*Text:*
☆ ☆ ☆

Last night I edited the above-mentioned document in Word, on a borrowed computer, and put a copy into the "Quarantine" folder, just to see how close it would turn out, and gauge how much programming would be needed to get it to 100% of what we need.

The result is, in Word, something that looks and even works quite similarly to the original footnote, though not quite identically.

The existing Word-to-TEI transformations produced this TEI http://vmcp.conaltuohy.com/tei/Mueller%20letters/Quarantine%20folder%20for%20problem%20files/59-04-01-final-footnote-table-test.xml

It's not quite there, but not far off:

So I would still want to take a quick look at the Word-to-ODF result just to check that the "remittance" bookmark is making the transition OK, but assuming it is, there's probably 3 or 4 more hours' programming work to get the transformations to convert the new "bookmarkup + hyperlink" note into the same TEI idiom as the "Word footnotes" notes.

Conal-Tuohy commented 3 years ago

Finally got back to this, and checking the OpenDocument XML I see the following snippet which includes the bookmark information needed (the <text:bookmark-start> and <text:boomark-end> elements).

☆ ☆ ☆

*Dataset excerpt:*
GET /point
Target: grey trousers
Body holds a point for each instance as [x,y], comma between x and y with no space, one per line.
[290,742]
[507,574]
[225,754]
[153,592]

☆ ☆ ☆

*Work required:*
Reproduce the passage of the text on Word-to-TEI conversion from "The existing Word-to-TEI" up to and including "and <text:boomark-end> elements).".

*Response for this exercise:*
The existing Word-to-TEI transformations produced this TEI http://vmcp.conaltuohy.com/tei/Mueller%20letters/Quarantine%20folder%20for%20problem%20files/59-04-01-final-footnote-table-test.xml

It's not quite there, but not far off:

So I would still want to take a quick look at the Word-to-ODF result just to check that the "remittance" bookmark is making the transition OK, but assuming it is, there's probably 3 or 4 more hours' programming work to get the transformations to convert the new "bookmarkup + hyperlink" note into the same TEI idiom as the "Word footnotes" notes.

Conal-Tuohy commented 3 years ago

Finally got back to this, and checking the OpenDocument XML I see the following snippet which includes the bookmark information needed (the <text:bookmark-start> and <text:boomark-end> elements).